TO BE DONE
Locate each line in the records below that contains the word "with" and copy those lines in full. Treat capital and lowercase letters as different.

--- Start of RECORDS FOR THIS TASK ---

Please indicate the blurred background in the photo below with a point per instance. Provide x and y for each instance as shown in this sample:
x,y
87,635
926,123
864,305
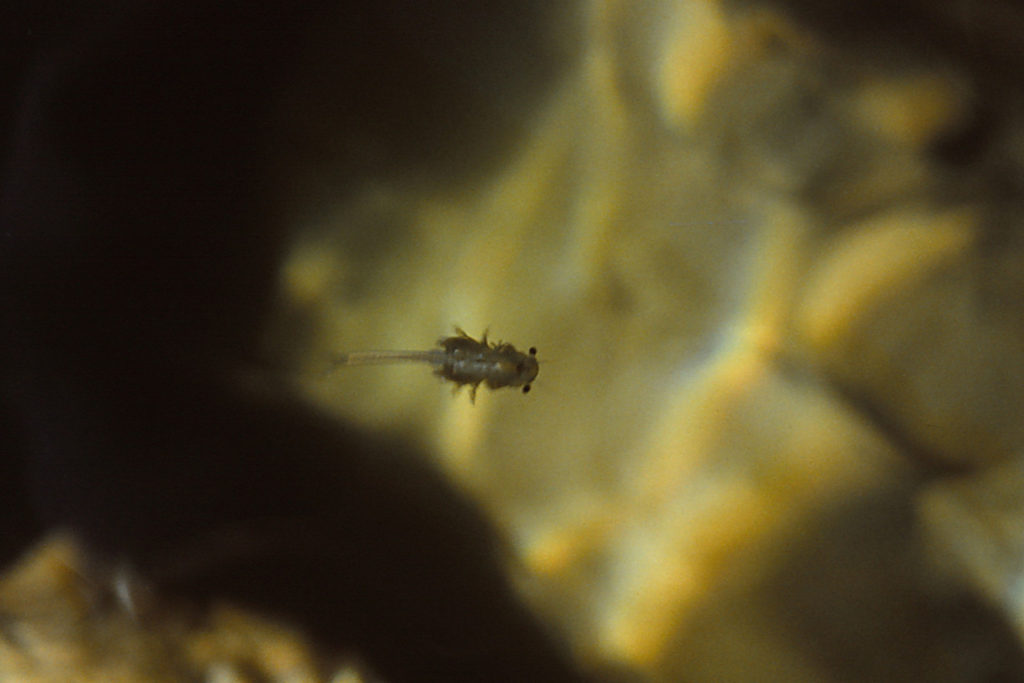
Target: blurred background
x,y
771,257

--- End of RECORDS FOR THIS TASK ---
--- Start of RECORDS FOR THIS TASK ---

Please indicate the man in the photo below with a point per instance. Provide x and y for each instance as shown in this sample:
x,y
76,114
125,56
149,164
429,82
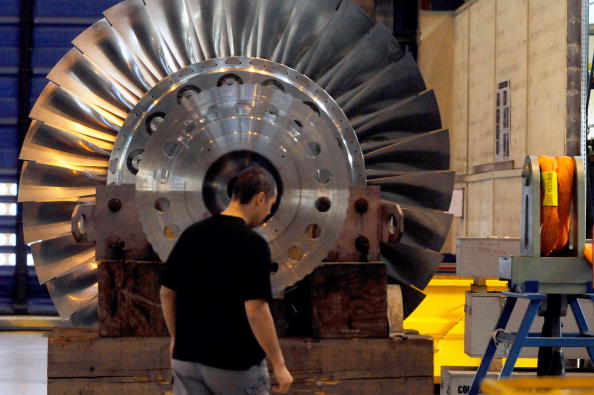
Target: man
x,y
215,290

--- End of RECORDS FOR THIS TASK ---

SOLUTION FOR THIS EXERCISE
Please indicate the blurred background in the photo below with a point per instance. Provide x and y for each instance as shown in this sample:
Please indicate the man in the photo below with a point per instance. Provide x and y for each instance as shown in this sample:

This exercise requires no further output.